Point labeling examples:
########
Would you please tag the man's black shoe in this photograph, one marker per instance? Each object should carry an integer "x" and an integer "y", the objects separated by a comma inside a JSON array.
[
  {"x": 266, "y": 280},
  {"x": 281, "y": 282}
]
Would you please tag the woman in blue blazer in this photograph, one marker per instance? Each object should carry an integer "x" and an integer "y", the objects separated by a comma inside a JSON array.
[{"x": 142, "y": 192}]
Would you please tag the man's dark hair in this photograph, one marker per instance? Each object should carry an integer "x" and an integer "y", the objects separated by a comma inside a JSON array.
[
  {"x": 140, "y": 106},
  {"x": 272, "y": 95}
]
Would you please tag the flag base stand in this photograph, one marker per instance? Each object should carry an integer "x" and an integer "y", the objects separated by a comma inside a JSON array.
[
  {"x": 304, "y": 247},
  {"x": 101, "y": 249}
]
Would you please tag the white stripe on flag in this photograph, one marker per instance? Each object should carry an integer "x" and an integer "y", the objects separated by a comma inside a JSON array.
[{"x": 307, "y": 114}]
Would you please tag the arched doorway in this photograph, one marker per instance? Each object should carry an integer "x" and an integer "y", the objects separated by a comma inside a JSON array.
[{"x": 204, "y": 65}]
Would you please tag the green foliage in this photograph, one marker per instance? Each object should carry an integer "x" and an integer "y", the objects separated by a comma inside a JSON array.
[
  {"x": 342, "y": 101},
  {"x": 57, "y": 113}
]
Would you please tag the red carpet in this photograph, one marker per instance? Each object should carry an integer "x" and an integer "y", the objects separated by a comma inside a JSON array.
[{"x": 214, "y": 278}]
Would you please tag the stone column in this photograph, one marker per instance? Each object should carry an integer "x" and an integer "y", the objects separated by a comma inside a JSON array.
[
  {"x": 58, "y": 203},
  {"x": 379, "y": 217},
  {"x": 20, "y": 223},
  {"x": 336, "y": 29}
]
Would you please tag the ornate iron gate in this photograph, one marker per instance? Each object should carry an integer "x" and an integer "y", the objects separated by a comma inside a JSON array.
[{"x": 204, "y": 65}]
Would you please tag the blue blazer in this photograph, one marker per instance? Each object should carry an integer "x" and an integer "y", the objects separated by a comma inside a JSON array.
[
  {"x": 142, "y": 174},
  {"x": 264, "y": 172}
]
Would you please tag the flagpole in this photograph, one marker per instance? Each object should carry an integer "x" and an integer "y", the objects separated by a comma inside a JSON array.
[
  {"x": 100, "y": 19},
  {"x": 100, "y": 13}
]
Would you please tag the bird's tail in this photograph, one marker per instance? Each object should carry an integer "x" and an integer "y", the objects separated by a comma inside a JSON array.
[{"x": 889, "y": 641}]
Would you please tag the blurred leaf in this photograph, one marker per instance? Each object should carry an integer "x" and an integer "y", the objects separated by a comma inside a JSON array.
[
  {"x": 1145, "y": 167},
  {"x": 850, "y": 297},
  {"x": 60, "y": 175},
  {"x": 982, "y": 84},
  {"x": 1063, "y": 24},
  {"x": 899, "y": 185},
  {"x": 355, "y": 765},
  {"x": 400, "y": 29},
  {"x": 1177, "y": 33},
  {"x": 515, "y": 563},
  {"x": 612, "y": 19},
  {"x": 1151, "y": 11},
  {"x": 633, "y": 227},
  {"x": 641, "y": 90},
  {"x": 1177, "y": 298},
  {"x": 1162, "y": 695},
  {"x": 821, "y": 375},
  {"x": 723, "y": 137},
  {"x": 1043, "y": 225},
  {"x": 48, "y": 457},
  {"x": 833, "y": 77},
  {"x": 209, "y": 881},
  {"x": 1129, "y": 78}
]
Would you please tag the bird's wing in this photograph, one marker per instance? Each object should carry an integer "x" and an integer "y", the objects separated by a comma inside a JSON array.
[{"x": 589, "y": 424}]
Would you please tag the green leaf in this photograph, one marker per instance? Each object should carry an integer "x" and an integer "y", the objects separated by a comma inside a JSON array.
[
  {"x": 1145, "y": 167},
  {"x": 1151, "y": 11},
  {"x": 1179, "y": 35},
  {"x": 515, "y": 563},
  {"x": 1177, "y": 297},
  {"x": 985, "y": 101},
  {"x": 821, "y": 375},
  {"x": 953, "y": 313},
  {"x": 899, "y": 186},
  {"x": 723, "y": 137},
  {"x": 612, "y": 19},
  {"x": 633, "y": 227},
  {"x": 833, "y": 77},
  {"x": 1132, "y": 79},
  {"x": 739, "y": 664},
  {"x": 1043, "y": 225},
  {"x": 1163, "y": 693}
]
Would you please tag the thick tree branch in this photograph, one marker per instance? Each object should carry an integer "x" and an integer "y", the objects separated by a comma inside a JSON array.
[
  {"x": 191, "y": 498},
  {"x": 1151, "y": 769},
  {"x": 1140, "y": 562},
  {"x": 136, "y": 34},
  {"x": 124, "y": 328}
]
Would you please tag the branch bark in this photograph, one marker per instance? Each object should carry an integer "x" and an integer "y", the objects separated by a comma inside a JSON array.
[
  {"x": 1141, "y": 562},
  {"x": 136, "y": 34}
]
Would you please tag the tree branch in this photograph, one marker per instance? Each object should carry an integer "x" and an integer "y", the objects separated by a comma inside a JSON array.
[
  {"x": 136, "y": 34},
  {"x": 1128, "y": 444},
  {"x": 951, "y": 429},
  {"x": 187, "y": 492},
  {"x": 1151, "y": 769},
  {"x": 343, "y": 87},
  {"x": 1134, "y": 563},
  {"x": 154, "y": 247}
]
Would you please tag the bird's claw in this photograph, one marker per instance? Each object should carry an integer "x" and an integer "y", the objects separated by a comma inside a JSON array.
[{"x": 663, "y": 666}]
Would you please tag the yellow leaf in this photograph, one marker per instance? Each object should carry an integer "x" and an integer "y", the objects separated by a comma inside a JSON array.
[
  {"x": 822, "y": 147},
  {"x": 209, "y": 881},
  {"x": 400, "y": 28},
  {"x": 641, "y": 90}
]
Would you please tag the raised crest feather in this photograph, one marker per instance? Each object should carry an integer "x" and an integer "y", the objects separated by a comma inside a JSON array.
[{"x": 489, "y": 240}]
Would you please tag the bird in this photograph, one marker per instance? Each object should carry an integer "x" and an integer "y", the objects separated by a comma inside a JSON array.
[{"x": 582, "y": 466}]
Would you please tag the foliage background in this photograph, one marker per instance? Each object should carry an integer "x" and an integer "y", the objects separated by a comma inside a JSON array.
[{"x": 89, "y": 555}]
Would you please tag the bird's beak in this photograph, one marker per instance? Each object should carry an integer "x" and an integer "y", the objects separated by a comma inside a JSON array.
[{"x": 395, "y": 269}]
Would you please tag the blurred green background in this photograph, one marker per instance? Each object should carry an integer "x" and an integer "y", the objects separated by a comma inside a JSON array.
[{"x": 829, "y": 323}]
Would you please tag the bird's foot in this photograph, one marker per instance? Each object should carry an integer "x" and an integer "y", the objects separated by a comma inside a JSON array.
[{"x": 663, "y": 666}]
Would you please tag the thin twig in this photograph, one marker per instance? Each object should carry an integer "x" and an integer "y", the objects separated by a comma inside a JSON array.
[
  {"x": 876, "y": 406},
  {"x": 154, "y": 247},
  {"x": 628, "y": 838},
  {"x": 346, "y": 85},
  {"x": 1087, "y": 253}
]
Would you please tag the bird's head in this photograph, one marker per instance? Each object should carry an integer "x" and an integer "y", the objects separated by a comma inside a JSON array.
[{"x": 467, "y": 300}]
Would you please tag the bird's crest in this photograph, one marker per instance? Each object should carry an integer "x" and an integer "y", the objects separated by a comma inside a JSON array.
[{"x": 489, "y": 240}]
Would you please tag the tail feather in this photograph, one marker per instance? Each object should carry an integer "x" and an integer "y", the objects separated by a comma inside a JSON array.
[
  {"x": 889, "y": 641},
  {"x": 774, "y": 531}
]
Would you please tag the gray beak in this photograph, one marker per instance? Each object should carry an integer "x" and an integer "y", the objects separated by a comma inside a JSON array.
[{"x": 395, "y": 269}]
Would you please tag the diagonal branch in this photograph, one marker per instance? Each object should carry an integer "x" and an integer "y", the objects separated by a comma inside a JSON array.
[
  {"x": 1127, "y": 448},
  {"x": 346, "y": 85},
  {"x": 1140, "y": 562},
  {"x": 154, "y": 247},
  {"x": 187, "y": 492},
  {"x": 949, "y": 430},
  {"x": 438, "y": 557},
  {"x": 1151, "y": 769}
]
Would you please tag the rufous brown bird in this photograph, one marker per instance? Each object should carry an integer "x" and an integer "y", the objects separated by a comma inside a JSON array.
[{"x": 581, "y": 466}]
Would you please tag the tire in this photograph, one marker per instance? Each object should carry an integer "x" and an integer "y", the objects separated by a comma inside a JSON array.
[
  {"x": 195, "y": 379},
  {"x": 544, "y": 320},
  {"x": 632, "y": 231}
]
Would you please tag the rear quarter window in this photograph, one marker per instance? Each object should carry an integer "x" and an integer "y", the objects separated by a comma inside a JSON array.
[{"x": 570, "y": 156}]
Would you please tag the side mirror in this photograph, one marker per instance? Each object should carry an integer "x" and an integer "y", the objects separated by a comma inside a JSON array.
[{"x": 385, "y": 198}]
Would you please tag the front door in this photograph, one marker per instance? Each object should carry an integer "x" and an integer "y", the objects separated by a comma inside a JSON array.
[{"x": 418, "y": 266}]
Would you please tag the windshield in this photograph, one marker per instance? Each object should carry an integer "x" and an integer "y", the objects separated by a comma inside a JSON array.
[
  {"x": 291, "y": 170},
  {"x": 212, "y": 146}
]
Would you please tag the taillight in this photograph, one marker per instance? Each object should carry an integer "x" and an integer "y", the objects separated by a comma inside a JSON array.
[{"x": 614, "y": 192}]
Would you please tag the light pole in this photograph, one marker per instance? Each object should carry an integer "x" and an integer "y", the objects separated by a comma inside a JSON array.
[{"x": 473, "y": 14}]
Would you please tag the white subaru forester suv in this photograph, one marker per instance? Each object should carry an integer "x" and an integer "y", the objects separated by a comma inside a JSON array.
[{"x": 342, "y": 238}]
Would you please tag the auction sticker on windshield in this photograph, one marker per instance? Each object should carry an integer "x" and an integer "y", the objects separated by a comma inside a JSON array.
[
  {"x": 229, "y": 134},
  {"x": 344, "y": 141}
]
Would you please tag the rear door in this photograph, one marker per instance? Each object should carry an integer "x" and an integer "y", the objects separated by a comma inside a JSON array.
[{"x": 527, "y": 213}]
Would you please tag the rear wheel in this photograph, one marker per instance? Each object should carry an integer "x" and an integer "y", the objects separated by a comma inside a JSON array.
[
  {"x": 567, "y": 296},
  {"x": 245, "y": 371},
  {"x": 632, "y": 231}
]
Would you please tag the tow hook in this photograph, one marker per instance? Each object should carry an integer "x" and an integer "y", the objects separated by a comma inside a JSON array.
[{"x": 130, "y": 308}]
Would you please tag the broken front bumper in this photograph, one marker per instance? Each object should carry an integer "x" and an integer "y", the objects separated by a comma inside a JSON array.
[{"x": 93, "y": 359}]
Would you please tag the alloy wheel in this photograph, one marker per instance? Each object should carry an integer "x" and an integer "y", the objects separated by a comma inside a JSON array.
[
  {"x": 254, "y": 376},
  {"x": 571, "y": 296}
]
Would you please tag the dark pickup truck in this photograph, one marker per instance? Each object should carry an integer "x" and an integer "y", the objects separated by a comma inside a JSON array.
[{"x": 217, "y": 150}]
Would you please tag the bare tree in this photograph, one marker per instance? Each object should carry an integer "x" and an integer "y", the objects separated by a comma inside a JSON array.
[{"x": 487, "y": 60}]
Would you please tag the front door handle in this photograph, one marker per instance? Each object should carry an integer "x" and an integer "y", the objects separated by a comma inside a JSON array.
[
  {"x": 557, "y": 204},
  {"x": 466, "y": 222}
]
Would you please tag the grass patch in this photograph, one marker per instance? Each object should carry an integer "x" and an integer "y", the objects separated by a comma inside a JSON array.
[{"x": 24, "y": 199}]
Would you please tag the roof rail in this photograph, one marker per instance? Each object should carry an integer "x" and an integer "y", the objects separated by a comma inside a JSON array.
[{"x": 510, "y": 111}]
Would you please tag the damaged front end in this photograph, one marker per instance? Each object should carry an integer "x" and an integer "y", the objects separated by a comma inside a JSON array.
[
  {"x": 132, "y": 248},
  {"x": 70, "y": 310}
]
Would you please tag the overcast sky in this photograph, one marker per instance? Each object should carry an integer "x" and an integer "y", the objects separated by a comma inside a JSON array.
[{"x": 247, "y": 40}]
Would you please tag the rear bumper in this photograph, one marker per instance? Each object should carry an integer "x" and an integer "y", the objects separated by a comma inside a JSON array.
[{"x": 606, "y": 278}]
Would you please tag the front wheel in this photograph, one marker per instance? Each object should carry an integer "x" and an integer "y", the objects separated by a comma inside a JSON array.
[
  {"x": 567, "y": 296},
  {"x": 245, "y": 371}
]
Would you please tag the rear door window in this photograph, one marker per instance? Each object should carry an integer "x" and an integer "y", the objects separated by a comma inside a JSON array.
########
> **TASK TO COMPLETE**: Repeat, character for character, the lines from the one that holds "Would you please tag the dark" to the final line of the material, inclusive, and no other lines.

> **WORKED SOLUTION**:
Would you please tag the dark pickup truck in this photograph, one marker per instance? Each object should carry an integer "x" and an integer "y", the objects separated by a comma inside a JSON array.
[{"x": 217, "y": 150}]
Would you please tag the bare tree in this photograph, one marker per instance? Each object should carry an integer "x" and an integer "y", the objects separated by a comma inside a JSON array.
[{"x": 487, "y": 60}]
Would you please tag the front door handle in this photograph, one marker per instance? Each object should carry an integer "x" and an integer "y", the objects separated by a comma inside a JSON array.
[
  {"x": 557, "y": 204},
  {"x": 466, "y": 222}
]
Would you please tag the grass patch in this photograph, one marker per instance? Each object should carry an integer "x" and an integer "y", the objects separated by a comma inside a JSON array.
[{"x": 24, "y": 199}]
Would you please tag the roof rail in this photograph, one marker per instance? Each object should carry an integer "x" and an integer "y", the objects separated by a comma inside a JSON array.
[{"x": 510, "y": 111}]
Would you please tag the damaged front end in this photograph, one marker per instance? Each object should carry an integer "x" and an integer "y", the objects separated by a comma inside a JSON array.
[
  {"x": 132, "y": 248},
  {"x": 70, "y": 310}
]
Would you please tag the overcast sky in this photograph, one marker per instance? Each object should carry an integer "x" and an integer "y", the objects separated by a comma inside a JSON array.
[{"x": 247, "y": 40}]
Would you please tag the rear bumper in this photograph, one marker per instance? Each object should carry an integer "x" and an integer "y", the objects separated by a comma inside a JSON array.
[{"x": 606, "y": 278}]
Would you please tag the front wheel in this photograph, one marker per instance? Each object should carry an integer "x" and an integer "y", the objects separated by a comma inside a JSON array.
[
  {"x": 567, "y": 296},
  {"x": 245, "y": 371}
]
Would you please tag the rear door window in this photograph, one marker per instance? Each object should carry an integer "x" and an integer "y", the objects separated by a comma inside a JSON array.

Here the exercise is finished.